#### Study material
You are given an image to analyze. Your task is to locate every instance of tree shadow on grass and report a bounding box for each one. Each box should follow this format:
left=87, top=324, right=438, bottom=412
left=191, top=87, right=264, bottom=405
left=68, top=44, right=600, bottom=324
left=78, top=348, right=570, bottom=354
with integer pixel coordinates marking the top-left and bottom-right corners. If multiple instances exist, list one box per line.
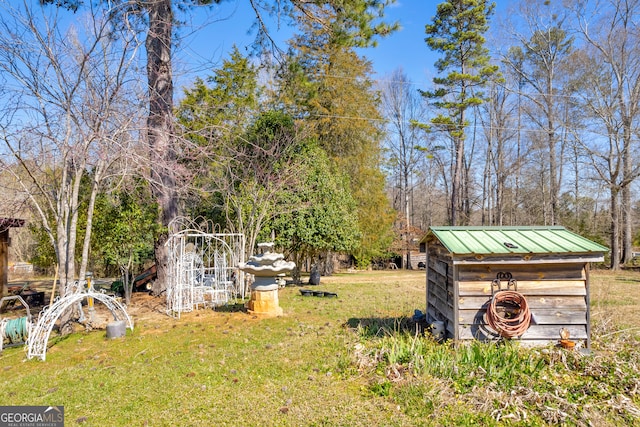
left=344, top=316, right=423, bottom=339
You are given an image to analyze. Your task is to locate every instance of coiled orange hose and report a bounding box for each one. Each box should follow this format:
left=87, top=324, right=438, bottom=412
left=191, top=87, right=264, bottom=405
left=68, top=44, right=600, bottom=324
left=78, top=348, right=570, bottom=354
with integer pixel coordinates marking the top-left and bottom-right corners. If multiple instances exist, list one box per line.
left=486, top=290, right=531, bottom=339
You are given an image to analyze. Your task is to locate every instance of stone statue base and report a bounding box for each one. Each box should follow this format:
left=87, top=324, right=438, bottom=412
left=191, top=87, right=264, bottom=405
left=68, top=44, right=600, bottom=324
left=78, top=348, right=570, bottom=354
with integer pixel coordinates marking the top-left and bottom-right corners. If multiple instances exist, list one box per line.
left=246, top=288, right=283, bottom=316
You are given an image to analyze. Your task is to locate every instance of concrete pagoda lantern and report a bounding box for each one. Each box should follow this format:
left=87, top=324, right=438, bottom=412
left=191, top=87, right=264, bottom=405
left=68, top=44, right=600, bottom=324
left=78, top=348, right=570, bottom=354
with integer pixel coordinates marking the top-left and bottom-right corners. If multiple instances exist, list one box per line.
left=238, top=242, right=295, bottom=316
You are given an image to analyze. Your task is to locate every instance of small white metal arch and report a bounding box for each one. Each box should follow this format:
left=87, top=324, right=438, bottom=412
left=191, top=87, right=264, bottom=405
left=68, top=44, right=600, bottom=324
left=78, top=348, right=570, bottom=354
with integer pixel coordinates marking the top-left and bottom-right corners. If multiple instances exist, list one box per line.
left=26, top=290, right=133, bottom=361
left=169, top=229, right=237, bottom=257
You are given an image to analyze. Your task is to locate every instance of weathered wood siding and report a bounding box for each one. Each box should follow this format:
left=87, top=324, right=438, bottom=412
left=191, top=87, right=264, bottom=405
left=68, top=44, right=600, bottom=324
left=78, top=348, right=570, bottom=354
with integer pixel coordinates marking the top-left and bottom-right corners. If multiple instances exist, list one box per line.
left=456, top=262, right=589, bottom=346
left=425, top=239, right=455, bottom=338
left=426, top=240, right=591, bottom=346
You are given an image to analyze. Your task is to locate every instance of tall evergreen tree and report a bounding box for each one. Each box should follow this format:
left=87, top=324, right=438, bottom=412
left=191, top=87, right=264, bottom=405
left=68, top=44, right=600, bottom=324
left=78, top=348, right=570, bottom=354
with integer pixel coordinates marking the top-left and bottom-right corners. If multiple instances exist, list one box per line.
left=177, top=45, right=260, bottom=147
left=423, top=0, right=498, bottom=225
left=176, top=46, right=261, bottom=222
left=42, top=0, right=397, bottom=289
left=273, top=7, right=395, bottom=268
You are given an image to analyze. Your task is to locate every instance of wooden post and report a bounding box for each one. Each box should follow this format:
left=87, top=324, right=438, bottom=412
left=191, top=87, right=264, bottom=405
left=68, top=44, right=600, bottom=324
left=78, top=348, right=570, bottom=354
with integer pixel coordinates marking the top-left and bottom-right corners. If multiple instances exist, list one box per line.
left=0, top=229, right=8, bottom=300
left=49, top=264, right=59, bottom=306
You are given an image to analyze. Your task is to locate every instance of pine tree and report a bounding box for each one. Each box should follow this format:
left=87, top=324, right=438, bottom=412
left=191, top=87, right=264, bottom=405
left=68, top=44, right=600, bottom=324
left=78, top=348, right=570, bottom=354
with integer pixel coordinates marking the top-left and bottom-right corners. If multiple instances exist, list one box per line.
left=423, top=0, right=498, bottom=225
left=273, top=8, right=395, bottom=268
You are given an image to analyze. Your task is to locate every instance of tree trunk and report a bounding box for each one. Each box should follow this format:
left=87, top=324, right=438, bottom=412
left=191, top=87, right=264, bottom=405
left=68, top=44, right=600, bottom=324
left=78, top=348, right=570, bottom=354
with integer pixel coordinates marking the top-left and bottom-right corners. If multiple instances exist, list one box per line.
left=451, top=135, right=464, bottom=226
left=514, top=87, right=522, bottom=226
left=318, top=252, right=334, bottom=276
left=482, top=140, right=491, bottom=226
left=547, top=110, right=558, bottom=226
left=462, top=154, right=472, bottom=225
left=147, top=0, right=178, bottom=295
left=621, top=124, right=633, bottom=264
left=79, top=164, right=103, bottom=281
left=56, top=166, right=81, bottom=296
left=496, top=145, right=505, bottom=226
left=610, top=188, right=620, bottom=270
left=122, top=253, right=134, bottom=305
left=404, top=170, right=411, bottom=269
left=621, top=183, right=632, bottom=264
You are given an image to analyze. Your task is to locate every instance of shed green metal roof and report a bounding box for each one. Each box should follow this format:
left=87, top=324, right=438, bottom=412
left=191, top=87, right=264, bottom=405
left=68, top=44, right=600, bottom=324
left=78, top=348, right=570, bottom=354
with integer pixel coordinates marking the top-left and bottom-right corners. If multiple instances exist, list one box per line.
left=427, top=226, right=609, bottom=256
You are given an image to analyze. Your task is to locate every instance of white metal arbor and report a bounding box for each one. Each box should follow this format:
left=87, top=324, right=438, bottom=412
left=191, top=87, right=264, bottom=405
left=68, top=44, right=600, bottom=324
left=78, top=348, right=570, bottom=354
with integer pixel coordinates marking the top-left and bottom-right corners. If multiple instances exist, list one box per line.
left=165, top=217, right=245, bottom=318
left=26, top=282, right=133, bottom=361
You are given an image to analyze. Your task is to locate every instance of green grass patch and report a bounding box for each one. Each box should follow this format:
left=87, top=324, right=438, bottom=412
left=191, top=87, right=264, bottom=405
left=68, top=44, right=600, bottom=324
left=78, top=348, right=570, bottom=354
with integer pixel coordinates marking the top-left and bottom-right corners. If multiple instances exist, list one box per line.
left=0, top=270, right=639, bottom=425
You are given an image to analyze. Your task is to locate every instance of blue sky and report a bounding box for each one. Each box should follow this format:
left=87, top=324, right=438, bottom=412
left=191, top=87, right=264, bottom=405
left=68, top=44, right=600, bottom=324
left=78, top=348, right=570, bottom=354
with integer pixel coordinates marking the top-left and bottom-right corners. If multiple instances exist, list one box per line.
left=0, top=1, right=508, bottom=99
left=354, top=2, right=440, bottom=89
left=177, top=1, right=509, bottom=95
left=176, top=1, right=441, bottom=93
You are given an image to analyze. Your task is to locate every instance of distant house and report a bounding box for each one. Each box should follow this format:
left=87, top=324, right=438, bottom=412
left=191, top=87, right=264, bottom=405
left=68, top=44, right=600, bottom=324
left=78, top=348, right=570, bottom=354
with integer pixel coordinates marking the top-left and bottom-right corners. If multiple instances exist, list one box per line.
left=420, top=226, right=608, bottom=348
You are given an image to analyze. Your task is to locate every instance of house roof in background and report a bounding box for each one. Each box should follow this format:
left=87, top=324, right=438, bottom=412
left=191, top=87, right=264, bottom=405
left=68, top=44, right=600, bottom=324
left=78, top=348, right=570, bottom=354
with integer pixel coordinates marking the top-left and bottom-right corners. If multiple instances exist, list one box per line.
left=0, top=218, right=25, bottom=230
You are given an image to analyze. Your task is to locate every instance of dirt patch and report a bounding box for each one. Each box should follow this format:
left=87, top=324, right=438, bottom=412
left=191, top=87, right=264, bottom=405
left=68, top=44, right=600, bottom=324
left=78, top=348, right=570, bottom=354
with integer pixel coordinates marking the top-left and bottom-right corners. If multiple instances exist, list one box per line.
left=4, top=271, right=427, bottom=328
left=2, top=279, right=170, bottom=331
left=125, top=292, right=168, bottom=323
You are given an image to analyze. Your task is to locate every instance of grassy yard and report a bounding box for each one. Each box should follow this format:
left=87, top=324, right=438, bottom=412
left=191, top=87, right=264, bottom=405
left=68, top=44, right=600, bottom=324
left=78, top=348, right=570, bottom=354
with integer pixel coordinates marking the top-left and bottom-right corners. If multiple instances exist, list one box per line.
left=1, top=269, right=639, bottom=426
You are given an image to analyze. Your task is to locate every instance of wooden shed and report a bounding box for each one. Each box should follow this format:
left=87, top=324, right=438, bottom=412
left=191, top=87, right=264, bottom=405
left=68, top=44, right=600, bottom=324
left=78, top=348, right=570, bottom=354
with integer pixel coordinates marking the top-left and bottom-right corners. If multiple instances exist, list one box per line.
left=420, top=226, right=608, bottom=348
left=0, top=218, right=25, bottom=299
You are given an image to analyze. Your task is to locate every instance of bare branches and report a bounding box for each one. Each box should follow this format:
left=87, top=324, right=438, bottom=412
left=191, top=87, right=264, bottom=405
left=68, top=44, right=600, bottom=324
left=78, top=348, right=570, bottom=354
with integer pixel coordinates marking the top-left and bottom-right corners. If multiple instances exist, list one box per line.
left=0, top=2, right=144, bottom=290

#### Activity
If a line in the data above holds the string "house", copy it.

#### Your response
You are given an image to analyze. Your task is to locate every instance of distant house and report a bounding box for each one. Each box should follow this format:
You are given an image to analyze. Your task is to locate every instance of house roof in background and report a bounding box for each one. Each box should follow this format:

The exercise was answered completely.